*** Opening of Material provided ***

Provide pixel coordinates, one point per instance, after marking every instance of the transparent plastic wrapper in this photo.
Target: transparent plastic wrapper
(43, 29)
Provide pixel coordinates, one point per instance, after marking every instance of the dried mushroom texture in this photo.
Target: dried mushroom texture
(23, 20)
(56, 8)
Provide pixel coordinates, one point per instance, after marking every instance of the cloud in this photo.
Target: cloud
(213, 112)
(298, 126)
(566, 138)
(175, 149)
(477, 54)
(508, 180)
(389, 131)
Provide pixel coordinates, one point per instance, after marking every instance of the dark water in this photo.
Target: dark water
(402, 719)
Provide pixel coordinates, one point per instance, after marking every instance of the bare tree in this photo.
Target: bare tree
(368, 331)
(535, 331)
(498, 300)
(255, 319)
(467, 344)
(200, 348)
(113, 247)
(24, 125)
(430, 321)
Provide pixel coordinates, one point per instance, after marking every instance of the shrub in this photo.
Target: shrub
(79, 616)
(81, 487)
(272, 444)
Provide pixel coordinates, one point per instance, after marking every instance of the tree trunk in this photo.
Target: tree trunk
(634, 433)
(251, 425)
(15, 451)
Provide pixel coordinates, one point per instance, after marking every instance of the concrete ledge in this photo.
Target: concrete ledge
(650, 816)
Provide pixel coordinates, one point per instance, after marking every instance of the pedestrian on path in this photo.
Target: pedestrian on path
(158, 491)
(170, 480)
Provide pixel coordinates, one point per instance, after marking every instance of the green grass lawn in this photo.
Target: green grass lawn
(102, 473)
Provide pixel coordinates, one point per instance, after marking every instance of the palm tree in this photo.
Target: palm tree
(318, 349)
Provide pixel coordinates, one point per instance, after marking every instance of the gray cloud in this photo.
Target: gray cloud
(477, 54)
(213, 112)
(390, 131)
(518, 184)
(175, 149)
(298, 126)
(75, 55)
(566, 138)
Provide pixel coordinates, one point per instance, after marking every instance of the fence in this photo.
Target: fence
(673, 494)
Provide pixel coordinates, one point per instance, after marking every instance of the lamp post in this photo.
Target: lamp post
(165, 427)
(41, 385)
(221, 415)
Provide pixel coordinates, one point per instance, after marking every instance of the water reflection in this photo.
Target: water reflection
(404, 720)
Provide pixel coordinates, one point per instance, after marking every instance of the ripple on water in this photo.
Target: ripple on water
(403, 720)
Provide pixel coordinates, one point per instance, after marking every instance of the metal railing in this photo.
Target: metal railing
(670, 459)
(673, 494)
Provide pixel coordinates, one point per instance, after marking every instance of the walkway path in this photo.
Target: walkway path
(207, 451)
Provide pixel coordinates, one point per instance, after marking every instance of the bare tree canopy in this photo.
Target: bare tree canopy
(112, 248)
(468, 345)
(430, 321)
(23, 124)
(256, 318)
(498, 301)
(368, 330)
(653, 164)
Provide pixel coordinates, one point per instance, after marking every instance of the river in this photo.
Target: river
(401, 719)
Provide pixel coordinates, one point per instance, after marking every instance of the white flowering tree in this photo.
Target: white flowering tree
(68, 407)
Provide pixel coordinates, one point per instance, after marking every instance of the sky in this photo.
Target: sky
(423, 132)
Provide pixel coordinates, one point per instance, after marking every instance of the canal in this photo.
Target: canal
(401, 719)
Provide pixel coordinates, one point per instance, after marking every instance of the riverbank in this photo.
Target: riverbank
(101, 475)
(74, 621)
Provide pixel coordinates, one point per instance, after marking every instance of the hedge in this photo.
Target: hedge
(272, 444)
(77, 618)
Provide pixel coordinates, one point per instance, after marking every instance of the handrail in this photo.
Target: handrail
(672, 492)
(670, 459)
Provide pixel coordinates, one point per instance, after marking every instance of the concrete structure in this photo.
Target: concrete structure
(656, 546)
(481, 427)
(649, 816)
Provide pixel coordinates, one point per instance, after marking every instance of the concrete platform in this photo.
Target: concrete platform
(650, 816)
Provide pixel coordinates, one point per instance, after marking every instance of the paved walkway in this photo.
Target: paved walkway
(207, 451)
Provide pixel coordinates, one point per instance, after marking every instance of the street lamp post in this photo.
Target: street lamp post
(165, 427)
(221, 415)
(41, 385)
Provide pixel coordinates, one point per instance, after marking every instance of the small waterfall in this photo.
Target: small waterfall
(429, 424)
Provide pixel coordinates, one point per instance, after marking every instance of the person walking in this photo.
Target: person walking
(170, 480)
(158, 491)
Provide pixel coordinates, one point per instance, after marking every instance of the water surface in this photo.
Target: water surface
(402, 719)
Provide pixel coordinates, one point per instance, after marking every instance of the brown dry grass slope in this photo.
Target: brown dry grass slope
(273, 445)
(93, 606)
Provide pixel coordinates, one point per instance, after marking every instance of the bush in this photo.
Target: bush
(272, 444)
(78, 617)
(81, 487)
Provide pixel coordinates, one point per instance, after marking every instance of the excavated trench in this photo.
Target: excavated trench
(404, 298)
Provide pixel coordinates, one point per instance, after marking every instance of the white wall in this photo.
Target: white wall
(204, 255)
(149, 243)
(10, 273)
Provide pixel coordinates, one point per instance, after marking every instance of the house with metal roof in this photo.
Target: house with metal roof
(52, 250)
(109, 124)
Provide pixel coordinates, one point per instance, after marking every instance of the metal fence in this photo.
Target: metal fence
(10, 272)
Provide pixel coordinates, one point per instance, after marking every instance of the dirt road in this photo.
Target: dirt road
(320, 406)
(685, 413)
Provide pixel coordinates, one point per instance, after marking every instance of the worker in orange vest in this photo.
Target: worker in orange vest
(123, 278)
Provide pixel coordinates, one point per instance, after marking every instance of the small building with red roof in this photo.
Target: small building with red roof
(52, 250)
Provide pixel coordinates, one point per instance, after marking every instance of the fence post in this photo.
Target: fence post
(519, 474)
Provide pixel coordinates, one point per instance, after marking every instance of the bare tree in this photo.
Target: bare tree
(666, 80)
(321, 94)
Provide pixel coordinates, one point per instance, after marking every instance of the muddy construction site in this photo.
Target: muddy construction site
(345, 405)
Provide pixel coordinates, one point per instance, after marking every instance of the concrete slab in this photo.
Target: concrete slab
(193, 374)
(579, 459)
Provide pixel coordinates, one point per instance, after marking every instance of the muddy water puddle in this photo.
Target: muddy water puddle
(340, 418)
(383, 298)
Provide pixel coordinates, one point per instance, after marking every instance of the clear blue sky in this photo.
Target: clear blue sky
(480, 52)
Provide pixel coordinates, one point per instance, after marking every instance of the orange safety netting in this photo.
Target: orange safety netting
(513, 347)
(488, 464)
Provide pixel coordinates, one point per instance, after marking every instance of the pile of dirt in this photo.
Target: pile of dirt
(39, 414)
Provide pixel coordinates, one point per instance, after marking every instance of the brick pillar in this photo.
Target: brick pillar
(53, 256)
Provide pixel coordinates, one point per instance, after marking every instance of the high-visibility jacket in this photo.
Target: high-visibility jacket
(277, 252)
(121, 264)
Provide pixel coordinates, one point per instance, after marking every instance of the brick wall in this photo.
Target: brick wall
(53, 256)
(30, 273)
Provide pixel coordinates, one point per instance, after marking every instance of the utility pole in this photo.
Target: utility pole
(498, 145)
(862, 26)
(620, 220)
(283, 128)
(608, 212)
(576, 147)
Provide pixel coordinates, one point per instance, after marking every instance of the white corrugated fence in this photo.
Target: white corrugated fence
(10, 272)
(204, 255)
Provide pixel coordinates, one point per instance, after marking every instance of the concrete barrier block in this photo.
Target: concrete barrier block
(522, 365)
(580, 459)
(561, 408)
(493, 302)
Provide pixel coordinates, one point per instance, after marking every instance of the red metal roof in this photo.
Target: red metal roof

*** Close of Material provided ***

§ **Assigned task**:
Retype the material in full. Each word must match.

§ **Final answer**:
Provide pixel coordinates, one point per instance, after marking every instance of the transparent plastic wrapper in this photo.
Target: transparent plastic wrapper
(43, 29)
Provide pixel coordinates, one point per instance, after marking every instance of the dried mushroom texture in this photo.
Target: dried mushroom texture
(23, 20)
(56, 8)
Provide pixel coordinates, one point per instance, after marking every instance of the cloud in this photo.
Target: cloud
(213, 112)
(298, 126)
(566, 138)
(175, 149)
(477, 54)
(508, 180)
(389, 131)
Provide pixel coordinates, one point per instance, after marking every instance of the dark water in this photo.
Target: dark water
(402, 719)
Provide pixel coordinates, one point per instance, after marking every instance of the bare tree in this photo.
Target: bare tree
(368, 331)
(535, 331)
(498, 300)
(255, 319)
(467, 344)
(200, 348)
(113, 247)
(24, 125)
(430, 321)
Provide pixel coordinates, one point per instance, after marking every instance of the shrub in this photo.
Target: shrub
(79, 616)
(81, 487)
(272, 444)
Provide pixel coordinates, one point per instance, after marking every instance of the tree trunk in this photo.
Target: tree trunk
(634, 433)
(251, 425)
(15, 451)
Provide pixel coordinates, one point per instance, after marking every instance of the concrete ledge in this photo.
Target: concrete ledge
(650, 816)
Provide pixel coordinates, one point per instance, after marking every instance of the pedestrian on path in this photo.
Target: pedestrian on path
(158, 491)
(170, 480)
Provide pixel coordinates, one point per instance, after marking every instance of the green grass lawn in this photo.
Target: green grass lawn
(102, 473)
Provide pixel coordinates, one point per instance, after marking every instance of the palm tree in this photo.
Target: palm tree
(318, 349)
Provide pixel coordinates, one point per instance, after marking every instance of the gray cloud in this photo.
Target: gray cloud
(477, 54)
(213, 112)
(390, 131)
(518, 184)
(175, 149)
(298, 126)
(75, 55)
(566, 138)
Provide pixel coordinates, one point per instance, after marking every instance of the fence in this photo.
Target: fence
(673, 494)
Provide pixel coordinates, one point per instance, after marking every instance of the lamp post in this photo.
Target: lamp post
(165, 427)
(41, 385)
(221, 415)
Provide pixel coordinates, one point per instance, after marking every instance of the water reflection in this photo.
Target: water reflection
(404, 720)
Provide pixel coordinates, one point per instance, after marking every instance of the ripple on water in this photo.
Target: ripple on water
(403, 720)
Provide pixel coordinates, one point per instance, after marking every instance of the metal railing in this photo.
Target: metal railing
(670, 459)
(673, 494)
Provide pixel coordinates, one point per instance, after marking every instance of the walkway path in this photo.
Target: walkway path
(207, 451)
Provide pixel coordinates, one point per instance, after marking every instance of the bare tree canopy in this photo.
Target: bare tree canopy
(112, 248)
(468, 345)
(430, 321)
(23, 124)
(256, 318)
(498, 301)
(368, 330)
(653, 164)
Provide pixel coordinates, one point per instance, after marking every instance of the river in this photo.
Target: river
(401, 719)
Provide pixel coordinates, one point per instance, after marking every instance of the white flowering tree in this photo.
Target: white flowering tree
(68, 407)
Provide pixel coordinates, one point per instance, after marking every instance of the sky in this photo.
Target: sky
(423, 132)
Provide pixel coordinates, one point per instance, after marking every instance of the canal in this photo.
Target: canal
(401, 719)
Provide pixel coordinates, one point per instance, after marking every instance of the riverbank in this photo.
Target: riverbank
(101, 475)
(74, 621)
Provide pixel coordinates, one point per instance, after marking every instance of the hedge in this photo.
Target: hedge
(272, 444)
(77, 618)
Provide pixel coordinates, one point per instance, after marking every instance of the handrail in this photo.
Target: handrail
(672, 492)
(670, 459)
Provide pixel coordinates, one point per instance, after marking every instance of the concrete structure in this photo.
Target: concrete structure
(656, 546)
(481, 427)
(649, 816)
Provide pixel coordinates, one point per instance, after marking every instance of the concrete platform in this photo.
Target: concrete platform
(650, 816)
Provide pixel coordinates, one point per instance, after marking every instance of the paved walkway in this photo.
Target: paved walkway
(207, 451)
Provide pixel coordinates, one point per instance, after marking every instance of the street lamp post in this photo.
Target: street lamp post
(165, 427)
(221, 415)
(41, 385)
Provide pixel coordinates, one point per instance, after marking every instance of the small waterfall in this photo.
Target: small waterfall
(429, 424)
Provide pixel coordinates, one point per instance, after marking every instance of the person walking in this photo.
Target: person walking
(170, 480)
(158, 491)
Provide pixel coordinates, one point per instance, after marking every instance of the water surface in this photo.
Target: water surface
(402, 719)
Provide pixel coordinates, one point per instance, after marking every instance of the brown dry grass slope in this photo.
Target: brown dry grass slope
(273, 445)
(93, 606)
Provide pixel coordinates, one point per instance, after marking every instance of the bush in this photo.
Target: bush
(272, 444)
(78, 617)
(81, 487)
Provide pixel coordinates, one point per instance, after marking every instance of the excavated trench in this photo.
Target: excavated trench
(404, 298)
Provide pixel coordinates, one point per instance, after marking every instance of the white wall in this photo.
Target: white wall
(204, 255)
(149, 243)
(10, 273)
Provide pixel coordinates, one point per instance, after marking every instance of the house with metal roof in this photo.
Target: house with metal roof
(52, 250)
(109, 124)
Provide pixel coordinates, one point per instance, after marking every instance of the metal fence in this photo.
Target: metal fence
(10, 272)
Provide pixel coordinates, one point per instance, after marking every instance of the dirt road in this photo.
Target: dirt road
(320, 406)
(685, 413)
Provide pixel coordinates, one point per instance, after marking every instance of the worker in orange vest in this photo.
Target: worker in orange vest
(123, 278)
Provide pixel coordinates, one point per instance, after marking every instance of the small building with red roof in this photo.
Target: small building with red roof
(52, 250)
Provide pixel coordinates, one point per instance, after marking every instance of the fence post in this photo.
Target: fence post
(519, 474)
Provide pixel coordinates, one point per instance, after marking every instance of the bare tree in this photo.
Target: bare tree
(666, 80)
(321, 94)
Provide pixel coordinates, one point per instance, after marking every instance of the muddy construction site in this photo.
Target: muddy construction site
(345, 405)
Provide pixel coordinates, one point per instance, after marking every instance of the concrete slab in this photo.
Target: concrete slab
(193, 374)
(579, 459)
Provide pixel coordinates, one point per instance, after marking every instance of the muddy water puddle in this photo.
Target: muddy water puddle
(340, 418)
(383, 298)
Provide pixel coordinates, one point per instance, after marking every instance of the clear blue sky in this photo.
Target: clear blue sky
(480, 52)
Provide pixel coordinates, one point per instance, after marking every instance of the orange safety netting in this photo.
Target: orange safety netting
(513, 347)
(488, 464)
Provide pixel coordinates, one point per instance, after marking every instance of the pile of dirt in this photo.
Target: pile of dirt
(39, 414)
Provide pixel coordinates, one point per instance, after marking every instance of the brick pillar in this photo.
Target: brick pillar
(53, 256)
Provide pixel coordinates, one point per instance, after marking every instance of the high-visibility jacket in this photo.
Target: high-visibility jacket
(277, 252)
(121, 264)
Provide pixel coordinates, one point per instance, after marking every instance of the brick wall in this photo.
Target: brick wall
(53, 256)
(30, 273)
Provide pixel coordinates, one point per instance, after marking every instance of the utility pole in this photo.
Target: utility pole
(498, 145)
(862, 26)
(620, 220)
(283, 128)
(608, 212)
(576, 147)
Provide pixel coordinates, one point per instance, after marking every instance of the white corrugated fence in this photo.
Target: white corrugated fence
(10, 272)
(204, 255)
Provide pixel coordinates, one point per instance, after marking every instance of the concrete barrier block in this photo.
Target: concrete barrier block
(522, 365)
(580, 459)
(561, 408)
(493, 302)
Provide pixel coordinates, one point per instance, after marking every instance of the red metal roof in this photo.
Target: red metal roof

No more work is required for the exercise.